Set problem: Copy the data from its start through the line with "[(932, 254)]", swapping "photo" for "image" and changing nothing else. Omit the pictures.

+++ Information shown

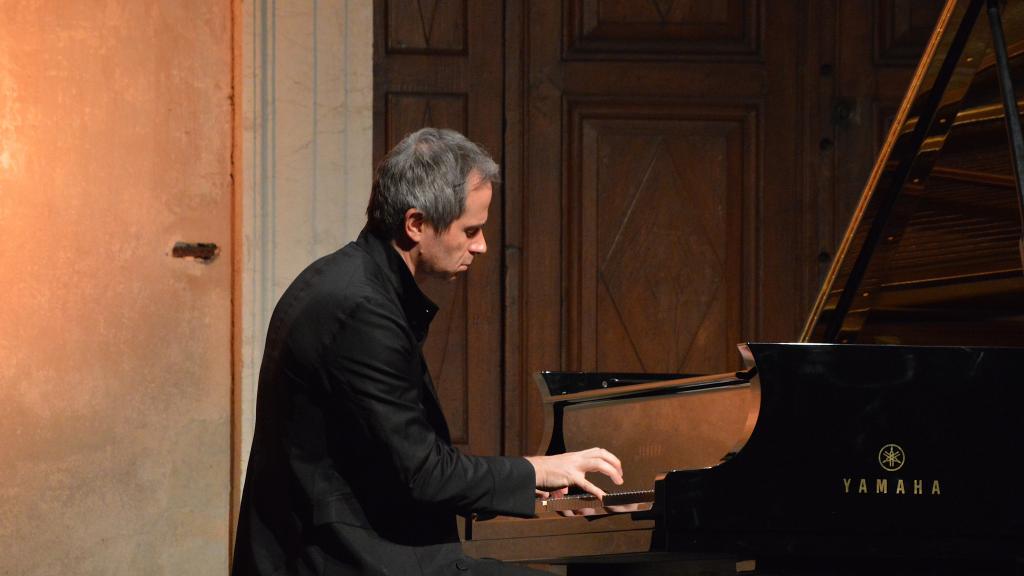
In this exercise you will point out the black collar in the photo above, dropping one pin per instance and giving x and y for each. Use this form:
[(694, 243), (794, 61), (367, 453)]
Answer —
[(418, 307)]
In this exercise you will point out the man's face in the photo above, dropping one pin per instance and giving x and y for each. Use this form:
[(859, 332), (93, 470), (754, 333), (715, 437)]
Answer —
[(451, 252)]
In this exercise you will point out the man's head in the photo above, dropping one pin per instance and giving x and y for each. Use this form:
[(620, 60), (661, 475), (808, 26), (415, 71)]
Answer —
[(430, 197)]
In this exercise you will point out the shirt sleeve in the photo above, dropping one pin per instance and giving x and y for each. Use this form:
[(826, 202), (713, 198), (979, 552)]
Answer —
[(374, 366)]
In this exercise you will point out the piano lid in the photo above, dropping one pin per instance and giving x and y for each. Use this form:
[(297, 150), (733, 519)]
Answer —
[(932, 254)]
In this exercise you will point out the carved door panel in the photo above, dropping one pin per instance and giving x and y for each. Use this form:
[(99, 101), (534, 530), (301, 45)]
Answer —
[(660, 209)]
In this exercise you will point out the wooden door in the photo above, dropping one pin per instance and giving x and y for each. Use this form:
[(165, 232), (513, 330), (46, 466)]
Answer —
[(659, 215)]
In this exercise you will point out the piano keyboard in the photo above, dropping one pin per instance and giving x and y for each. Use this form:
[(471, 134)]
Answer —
[(583, 501)]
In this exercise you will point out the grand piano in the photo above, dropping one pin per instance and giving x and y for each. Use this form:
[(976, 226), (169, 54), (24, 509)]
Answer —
[(887, 440)]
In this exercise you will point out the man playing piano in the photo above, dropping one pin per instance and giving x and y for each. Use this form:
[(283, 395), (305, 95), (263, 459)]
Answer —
[(352, 469)]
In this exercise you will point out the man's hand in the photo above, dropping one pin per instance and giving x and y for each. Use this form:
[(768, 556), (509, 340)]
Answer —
[(566, 469)]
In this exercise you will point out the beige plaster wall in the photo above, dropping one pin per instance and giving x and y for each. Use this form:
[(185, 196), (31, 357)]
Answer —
[(307, 110), (115, 358)]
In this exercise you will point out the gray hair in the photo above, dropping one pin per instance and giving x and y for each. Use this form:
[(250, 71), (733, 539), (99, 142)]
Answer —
[(427, 171)]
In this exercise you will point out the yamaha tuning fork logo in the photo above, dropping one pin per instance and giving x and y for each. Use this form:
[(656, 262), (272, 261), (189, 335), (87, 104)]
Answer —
[(891, 457)]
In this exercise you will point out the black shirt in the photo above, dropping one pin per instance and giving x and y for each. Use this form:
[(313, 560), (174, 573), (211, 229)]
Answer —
[(351, 461)]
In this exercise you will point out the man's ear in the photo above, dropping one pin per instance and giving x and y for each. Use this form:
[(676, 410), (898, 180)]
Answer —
[(415, 224)]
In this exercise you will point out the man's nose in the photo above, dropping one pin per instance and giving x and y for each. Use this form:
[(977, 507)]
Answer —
[(479, 244)]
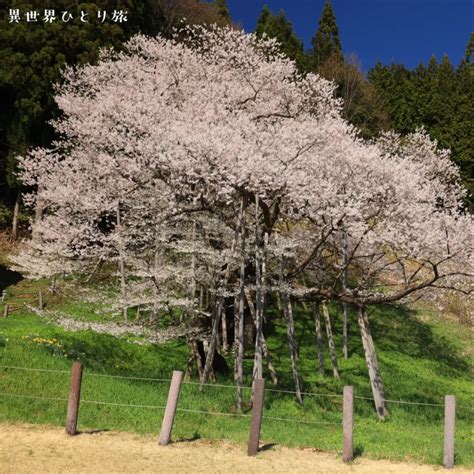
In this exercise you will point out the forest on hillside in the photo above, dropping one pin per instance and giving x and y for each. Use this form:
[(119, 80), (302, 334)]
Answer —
[(437, 95)]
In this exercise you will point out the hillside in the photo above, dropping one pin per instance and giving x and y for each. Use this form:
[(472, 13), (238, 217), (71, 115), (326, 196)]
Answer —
[(422, 356)]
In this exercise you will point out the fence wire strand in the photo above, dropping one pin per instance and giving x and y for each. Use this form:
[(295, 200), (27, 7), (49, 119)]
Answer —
[(310, 394), (33, 369)]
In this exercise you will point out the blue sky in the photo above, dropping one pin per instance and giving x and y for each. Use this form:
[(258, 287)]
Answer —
[(402, 31)]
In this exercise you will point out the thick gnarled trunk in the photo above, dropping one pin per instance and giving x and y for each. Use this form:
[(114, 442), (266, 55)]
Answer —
[(332, 346), (372, 364), (319, 337), (290, 329)]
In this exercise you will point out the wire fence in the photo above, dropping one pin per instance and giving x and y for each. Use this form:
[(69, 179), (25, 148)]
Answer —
[(245, 387), (358, 425)]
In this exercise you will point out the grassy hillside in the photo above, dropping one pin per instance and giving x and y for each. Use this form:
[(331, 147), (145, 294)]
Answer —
[(422, 358)]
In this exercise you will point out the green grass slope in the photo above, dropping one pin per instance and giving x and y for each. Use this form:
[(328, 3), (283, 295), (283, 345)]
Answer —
[(422, 359)]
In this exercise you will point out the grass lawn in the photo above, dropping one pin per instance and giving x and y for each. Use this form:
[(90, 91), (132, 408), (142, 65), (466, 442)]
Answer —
[(422, 358)]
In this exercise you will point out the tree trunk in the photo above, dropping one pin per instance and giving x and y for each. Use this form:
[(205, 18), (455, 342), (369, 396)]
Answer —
[(197, 358), (290, 327), (16, 211), (319, 337), (265, 351), (258, 370), (345, 285), (332, 347), (216, 316), (123, 284), (239, 361), (345, 334), (225, 344), (372, 365), (39, 206)]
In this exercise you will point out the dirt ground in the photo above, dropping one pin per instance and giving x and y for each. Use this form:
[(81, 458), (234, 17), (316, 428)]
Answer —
[(40, 449)]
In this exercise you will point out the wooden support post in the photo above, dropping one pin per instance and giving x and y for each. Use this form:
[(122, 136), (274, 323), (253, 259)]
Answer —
[(449, 423), (74, 398), (257, 410), (170, 411), (348, 424)]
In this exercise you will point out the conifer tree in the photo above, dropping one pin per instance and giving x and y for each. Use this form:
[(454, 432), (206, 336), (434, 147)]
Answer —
[(280, 28), (326, 42), (222, 9), (469, 55)]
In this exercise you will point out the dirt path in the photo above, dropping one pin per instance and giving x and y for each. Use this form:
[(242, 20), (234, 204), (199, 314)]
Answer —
[(41, 449)]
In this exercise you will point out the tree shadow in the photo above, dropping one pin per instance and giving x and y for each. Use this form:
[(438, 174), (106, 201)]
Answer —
[(267, 447), (92, 432)]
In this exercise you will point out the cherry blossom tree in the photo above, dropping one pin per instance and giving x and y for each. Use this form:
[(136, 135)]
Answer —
[(209, 170)]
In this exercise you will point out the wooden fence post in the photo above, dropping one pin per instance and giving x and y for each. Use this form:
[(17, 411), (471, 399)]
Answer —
[(257, 410), (74, 398), (170, 411), (348, 424), (449, 422)]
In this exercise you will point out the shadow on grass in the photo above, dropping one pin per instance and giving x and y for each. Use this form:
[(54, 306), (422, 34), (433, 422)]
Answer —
[(92, 432), (267, 447)]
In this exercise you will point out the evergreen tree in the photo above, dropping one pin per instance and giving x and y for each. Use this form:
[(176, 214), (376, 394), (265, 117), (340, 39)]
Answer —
[(222, 10), (469, 55), (326, 42), (438, 97), (278, 27)]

++++++

Response for this exercise:
In this exercise you will point out the black collar in the image above, dropping one pin per instance and giving x and y for each. Use this form:
[(694, 243), (794, 61), (367, 453)]
Answer —
[(418, 307)]
In this exercise you will point out the man's face in the image above, dropping one pin per instance and giving x and y for each. Use this form:
[(859, 332), (93, 470), (754, 333), (715, 437)]
Answer —
[(451, 252)]
In this exercise you will point out the man's head in the image above, dropping one pin per instance and giving x and y for each. Use this form:
[(620, 60), (661, 475), (808, 26), (415, 71)]
Answer —
[(430, 197)]
In this exercise you will point out the shirt sleeve in the image above, dropping one pin per instance and giving x and y for each. Use this form:
[(826, 202), (713, 198), (979, 552)]
Answer —
[(374, 366)]
In this exercise you will point out the piano lid in the image above, dropping one pin per instance and giving x and y for each. Use this form:
[(297, 150), (733, 519)]
Answer —
[(932, 254)]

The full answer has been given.